══ SUPPLIED RECORDS ══

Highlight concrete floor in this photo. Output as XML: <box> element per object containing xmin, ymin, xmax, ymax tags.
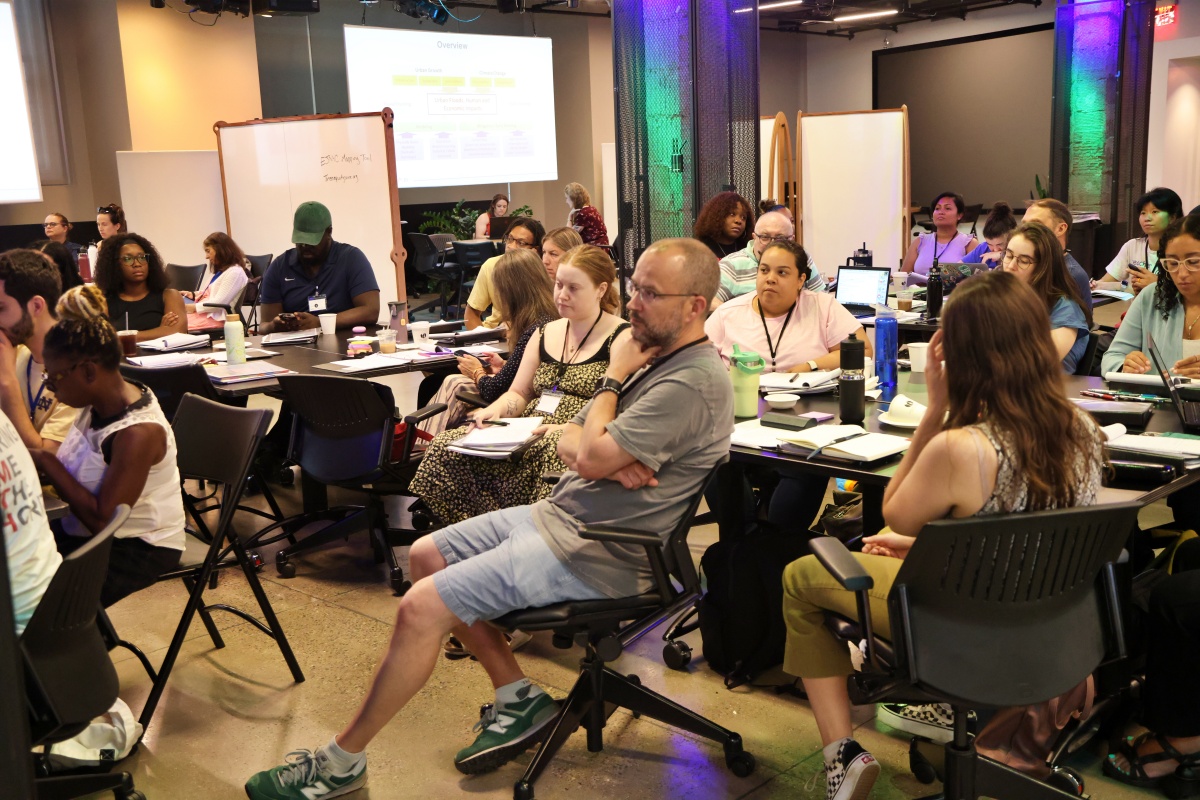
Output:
<box><xmin>97</xmin><ymin>369</ymin><xmax>1153</xmax><ymax>800</ymax></box>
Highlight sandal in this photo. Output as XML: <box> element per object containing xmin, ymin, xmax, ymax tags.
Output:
<box><xmin>1104</xmin><ymin>732</ymin><xmax>1200</xmax><ymax>798</ymax></box>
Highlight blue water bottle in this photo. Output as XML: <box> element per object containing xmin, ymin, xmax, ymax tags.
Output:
<box><xmin>875</xmin><ymin>306</ymin><xmax>899</xmax><ymax>389</ymax></box>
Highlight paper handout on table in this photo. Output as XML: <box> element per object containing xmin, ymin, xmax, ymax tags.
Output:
<box><xmin>138</xmin><ymin>333</ymin><xmax>211</xmax><ymax>353</ymax></box>
<box><xmin>758</xmin><ymin>369</ymin><xmax>841</xmax><ymax>392</ymax></box>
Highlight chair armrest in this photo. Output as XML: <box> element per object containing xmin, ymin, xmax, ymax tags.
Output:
<box><xmin>580</xmin><ymin>525</ymin><xmax>662</xmax><ymax>547</ymax></box>
<box><xmin>809</xmin><ymin>536</ymin><xmax>875</xmax><ymax>591</ymax></box>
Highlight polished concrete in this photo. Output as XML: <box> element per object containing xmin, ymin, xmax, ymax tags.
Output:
<box><xmin>97</xmin><ymin>378</ymin><xmax>1153</xmax><ymax>800</ymax></box>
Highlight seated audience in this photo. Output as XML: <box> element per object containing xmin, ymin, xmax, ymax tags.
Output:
<box><xmin>691</xmin><ymin>192</ymin><xmax>754</xmax><ymax>258</ymax></box>
<box><xmin>0</xmin><ymin>249</ymin><xmax>78</xmax><ymax>453</ymax></box>
<box><xmin>1021</xmin><ymin>197</ymin><xmax>1092</xmax><ymax>308</ymax></box>
<box><xmin>409</xmin><ymin>245</ymin><xmax>629</xmax><ymax>523</ymax></box>
<box><xmin>182</xmin><ymin>230</ymin><xmax>250</xmax><ymax>331</ymax></box>
<box><xmin>1003</xmin><ymin>223</ymin><xmax>1092</xmax><ymax>375</ymax></box>
<box><xmin>541</xmin><ymin>228</ymin><xmax>583</xmax><ymax>284</ymax></box>
<box><xmin>784</xmin><ymin>270</ymin><xmax>1104</xmax><ymax>798</ymax></box>
<box><xmin>900</xmin><ymin>192</ymin><xmax>979</xmax><ymax>275</ymax></box>
<box><xmin>475</xmin><ymin>194</ymin><xmax>509</xmax><ymax>239</ymax></box>
<box><xmin>42</xmin><ymin>211</ymin><xmax>83</xmax><ymax>262</ymax></box>
<box><xmin>30</xmin><ymin>285</ymin><xmax>184</xmax><ymax>607</ymax></box>
<box><xmin>704</xmin><ymin>237</ymin><xmax>871</xmax><ymax>539</ymax></box>
<box><xmin>463</xmin><ymin>217</ymin><xmax>546</xmax><ymax>331</ymax></box>
<box><xmin>1096</xmin><ymin>186</ymin><xmax>1183</xmax><ymax>294</ymax></box>
<box><xmin>95</xmin><ymin>234</ymin><xmax>187</xmax><ymax>342</ymax></box>
<box><xmin>713</xmin><ymin>211</ymin><xmax>826</xmax><ymax>308</ymax></box>
<box><xmin>563</xmin><ymin>182</ymin><xmax>608</xmax><ymax>246</ymax></box>
<box><xmin>421</xmin><ymin>250</ymin><xmax>559</xmax><ymax>435</ymax></box>
<box><xmin>30</xmin><ymin>240</ymin><xmax>84</xmax><ymax>291</ymax></box>
<box><xmin>258</xmin><ymin>200</ymin><xmax>379</xmax><ymax>333</ymax></box>
<box><xmin>962</xmin><ymin>201</ymin><xmax>1016</xmax><ymax>269</ymax></box>
<box><xmin>246</xmin><ymin>240</ymin><xmax>733</xmax><ymax>800</ymax></box>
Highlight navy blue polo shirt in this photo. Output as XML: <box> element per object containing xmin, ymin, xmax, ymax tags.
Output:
<box><xmin>260</xmin><ymin>241</ymin><xmax>379</xmax><ymax>314</ymax></box>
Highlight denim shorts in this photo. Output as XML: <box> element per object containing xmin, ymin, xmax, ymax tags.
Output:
<box><xmin>432</xmin><ymin>506</ymin><xmax>606</xmax><ymax>625</ymax></box>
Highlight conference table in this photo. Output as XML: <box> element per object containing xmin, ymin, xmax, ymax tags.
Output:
<box><xmin>730</xmin><ymin>371</ymin><xmax>1200</xmax><ymax>531</ymax></box>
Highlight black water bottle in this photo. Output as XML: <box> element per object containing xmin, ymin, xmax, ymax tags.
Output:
<box><xmin>925</xmin><ymin>259</ymin><xmax>942</xmax><ymax>320</ymax></box>
<box><xmin>838</xmin><ymin>333</ymin><xmax>866</xmax><ymax>425</ymax></box>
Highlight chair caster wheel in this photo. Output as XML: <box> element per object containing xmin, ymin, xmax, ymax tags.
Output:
<box><xmin>725</xmin><ymin>751</ymin><xmax>758</xmax><ymax>777</ymax></box>
<box><xmin>662</xmin><ymin>639</ymin><xmax>691</xmax><ymax>669</ymax></box>
<box><xmin>1045</xmin><ymin>766</ymin><xmax>1084</xmax><ymax>798</ymax></box>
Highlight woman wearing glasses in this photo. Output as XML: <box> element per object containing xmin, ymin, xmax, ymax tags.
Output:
<box><xmin>96</xmin><ymin>234</ymin><xmax>187</xmax><ymax>342</ymax></box>
<box><xmin>463</xmin><ymin>217</ymin><xmax>546</xmax><ymax>331</ymax></box>
<box><xmin>30</xmin><ymin>284</ymin><xmax>184</xmax><ymax>607</ymax></box>
<box><xmin>1001</xmin><ymin>222</ymin><xmax>1092</xmax><ymax>375</ymax></box>
<box><xmin>410</xmin><ymin>245</ymin><xmax>629</xmax><ymax>524</ymax></box>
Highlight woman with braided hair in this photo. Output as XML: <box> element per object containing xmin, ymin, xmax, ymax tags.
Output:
<box><xmin>31</xmin><ymin>284</ymin><xmax>184</xmax><ymax>607</ymax></box>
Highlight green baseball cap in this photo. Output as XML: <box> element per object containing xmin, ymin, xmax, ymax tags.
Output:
<box><xmin>292</xmin><ymin>200</ymin><xmax>334</xmax><ymax>246</ymax></box>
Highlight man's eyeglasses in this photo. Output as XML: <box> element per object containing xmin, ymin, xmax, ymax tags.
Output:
<box><xmin>629</xmin><ymin>281</ymin><xmax>700</xmax><ymax>302</ymax></box>
<box><xmin>1158</xmin><ymin>258</ymin><xmax>1200</xmax><ymax>275</ymax></box>
<box><xmin>504</xmin><ymin>234</ymin><xmax>533</xmax><ymax>249</ymax></box>
<box><xmin>1004</xmin><ymin>249</ymin><xmax>1033</xmax><ymax>269</ymax></box>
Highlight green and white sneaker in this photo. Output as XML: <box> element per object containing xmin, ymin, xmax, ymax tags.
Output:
<box><xmin>246</xmin><ymin>747</ymin><xmax>367</xmax><ymax>800</ymax></box>
<box><xmin>454</xmin><ymin>692</ymin><xmax>558</xmax><ymax>775</ymax></box>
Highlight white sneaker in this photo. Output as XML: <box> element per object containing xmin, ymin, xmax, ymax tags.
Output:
<box><xmin>826</xmin><ymin>739</ymin><xmax>880</xmax><ymax>800</ymax></box>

═══

> **STATED GOAL**: Reproduce all of the entries above character for character, omitting the pictures from your reply.

> **RESPONSE TO THE EXERCISE**:
Highlight concrete floor in this photo. Output as XML: <box> element per object containing xmin, ymin, xmax, ymax tags.
Output:
<box><xmin>97</xmin><ymin>369</ymin><xmax>1153</xmax><ymax>800</ymax></box>
Highlight sandal in this photo. Output as XML: <box> element per object containing xmin, ymin, xmax, ymax tags.
Output:
<box><xmin>1104</xmin><ymin>732</ymin><xmax>1200</xmax><ymax>798</ymax></box>
Highlight blue water bottle in this photo. Output as XML: <box> element per object containing xmin, ymin, xmax, ymax tags.
Output:
<box><xmin>875</xmin><ymin>306</ymin><xmax>899</xmax><ymax>389</ymax></box>
Highlight paper handout on table in this photo. Output as XML: <box> element per object containing xmin, ymin, xmax, ymax tags.
Output:
<box><xmin>138</xmin><ymin>333</ymin><xmax>211</xmax><ymax>353</ymax></box>
<box><xmin>758</xmin><ymin>369</ymin><xmax>841</xmax><ymax>392</ymax></box>
Highlight chair armrest in this photo. Output as XML: <box> element per object containing xmin, ymin, xmax, ymax tags.
Output:
<box><xmin>580</xmin><ymin>525</ymin><xmax>662</xmax><ymax>547</ymax></box>
<box><xmin>809</xmin><ymin>536</ymin><xmax>875</xmax><ymax>591</ymax></box>
Highlight polished concrete in this photo. Output as XML: <box> element per object containing xmin, ymin, xmax, ymax tags.
Output:
<box><xmin>97</xmin><ymin>378</ymin><xmax>1153</xmax><ymax>800</ymax></box>
Highlight seated audience in this photo. Output as XML: <box> element per object containing xmin, ymin, xmax, ymax tags.
Output:
<box><xmin>691</xmin><ymin>192</ymin><xmax>754</xmax><ymax>258</ymax></box>
<box><xmin>0</xmin><ymin>249</ymin><xmax>78</xmax><ymax>453</ymax></box>
<box><xmin>1021</xmin><ymin>197</ymin><xmax>1092</xmax><ymax>308</ymax></box>
<box><xmin>409</xmin><ymin>245</ymin><xmax>629</xmax><ymax>523</ymax></box>
<box><xmin>182</xmin><ymin>230</ymin><xmax>250</xmax><ymax>331</ymax></box>
<box><xmin>1003</xmin><ymin>223</ymin><xmax>1092</xmax><ymax>375</ymax></box>
<box><xmin>541</xmin><ymin>228</ymin><xmax>583</xmax><ymax>284</ymax></box>
<box><xmin>784</xmin><ymin>270</ymin><xmax>1104</xmax><ymax>798</ymax></box>
<box><xmin>900</xmin><ymin>192</ymin><xmax>979</xmax><ymax>275</ymax></box>
<box><xmin>475</xmin><ymin>194</ymin><xmax>509</xmax><ymax>239</ymax></box>
<box><xmin>42</xmin><ymin>211</ymin><xmax>83</xmax><ymax>262</ymax></box>
<box><xmin>30</xmin><ymin>285</ymin><xmax>184</xmax><ymax>607</ymax></box>
<box><xmin>704</xmin><ymin>237</ymin><xmax>871</xmax><ymax>539</ymax></box>
<box><xmin>463</xmin><ymin>217</ymin><xmax>546</xmax><ymax>331</ymax></box>
<box><xmin>1096</xmin><ymin>186</ymin><xmax>1183</xmax><ymax>294</ymax></box>
<box><xmin>95</xmin><ymin>234</ymin><xmax>187</xmax><ymax>342</ymax></box>
<box><xmin>713</xmin><ymin>211</ymin><xmax>826</xmax><ymax>308</ymax></box>
<box><xmin>563</xmin><ymin>182</ymin><xmax>608</xmax><ymax>246</ymax></box>
<box><xmin>421</xmin><ymin>250</ymin><xmax>559</xmax><ymax>435</ymax></box>
<box><xmin>30</xmin><ymin>240</ymin><xmax>84</xmax><ymax>291</ymax></box>
<box><xmin>258</xmin><ymin>200</ymin><xmax>379</xmax><ymax>333</ymax></box>
<box><xmin>962</xmin><ymin>201</ymin><xmax>1016</xmax><ymax>269</ymax></box>
<box><xmin>246</xmin><ymin>240</ymin><xmax>733</xmax><ymax>800</ymax></box>
Highlight navy blue polo shirt in this photo. Output as XML: <box> element per object containing xmin, ymin, xmax, ymax tags.
Output:
<box><xmin>260</xmin><ymin>241</ymin><xmax>379</xmax><ymax>314</ymax></box>
Highlight denim shorts in this photo. Output as XML: <box> element per object containing xmin, ymin, xmax, ymax tags.
Output:
<box><xmin>432</xmin><ymin>506</ymin><xmax>606</xmax><ymax>625</ymax></box>
Highlight conference table in this photo. Output as XML: <box> element per object containing xmin, ymin, xmax, ymax tags.
Output:
<box><xmin>730</xmin><ymin>371</ymin><xmax>1200</xmax><ymax>531</ymax></box>
Highlight black water bottle in this photo. Output as XML: <box> element per object containing xmin, ymin, xmax, ymax tags.
Output:
<box><xmin>925</xmin><ymin>259</ymin><xmax>942</xmax><ymax>320</ymax></box>
<box><xmin>838</xmin><ymin>333</ymin><xmax>866</xmax><ymax>425</ymax></box>
Highlight chair caster wheel in this photo. Output as XML: <box> element per object containing xmin, ymin, xmax, ymax tags.
Output:
<box><xmin>725</xmin><ymin>751</ymin><xmax>758</xmax><ymax>777</ymax></box>
<box><xmin>662</xmin><ymin>639</ymin><xmax>691</xmax><ymax>669</ymax></box>
<box><xmin>1045</xmin><ymin>766</ymin><xmax>1084</xmax><ymax>798</ymax></box>
Highlight woman wearing glasses in this photo. Output as XML: <box> element per object containing xmin, ymin, xmax, ymax tags.
Output:
<box><xmin>96</xmin><ymin>234</ymin><xmax>187</xmax><ymax>342</ymax></box>
<box><xmin>463</xmin><ymin>217</ymin><xmax>546</xmax><ymax>331</ymax></box>
<box><xmin>30</xmin><ymin>284</ymin><xmax>184</xmax><ymax>607</ymax></box>
<box><xmin>1001</xmin><ymin>222</ymin><xmax>1092</xmax><ymax>375</ymax></box>
<box><xmin>410</xmin><ymin>245</ymin><xmax>629</xmax><ymax>524</ymax></box>
Highlight woman with braided hair in this photo. Output as XML: <box> element per object containing xmin, ymin, xmax, ymax tags.
Output:
<box><xmin>31</xmin><ymin>284</ymin><xmax>184</xmax><ymax>607</ymax></box>
Highlight green baseball cap in this photo. Output as XML: <box> element per object containing xmin, ymin, xmax, ymax tags.
Output:
<box><xmin>292</xmin><ymin>200</ymin><xmax>334</xmax><ymax>246</ymax></box>
Highlight man's eyeglasses in this photo. Output as XML: <box> element per object containing xmin, ymin, xmax, ymax tags.
Output:
<box><xmin>629</xmin><ymin>281</ymin><xmax>700</xmax><ymax>302</ymax></box>
<box><xmin>1158</xmin><ymin>258</ymin><xmax>1200</xmax><ymax>275</ymax></box>
<box><xmin>504</xmin><ymin>234</ymin><xmax>533</xmax><ymax>249</ymax></box>
<box><xmin>1004</xmin><ymin>249</ymin><xmax>1033</xmax><ymax>269</ymax></box>
Highlight green and white sneaker in this photo. Output as XML: <box> element per object containing xmin, ymin, xmax, ymax tags.
Output:
<box><xmin>246</xmin><ymin>747</ymin><xmax>367</xmax><ymax>800</ymax></box>
<box><xmin>454</xmin><ymin>692</ymin><xmax>558</xmax><ymax>775</ymax></box>
Highlight white sneaker in this photo. Output as XML: <box> element per object containing xmin, ymin, xmax, ymax tags.
Output:
<box><xmin>826</xmin><ymin>739</ymin><xmax>880</xmax><ymax>800</ymax></box>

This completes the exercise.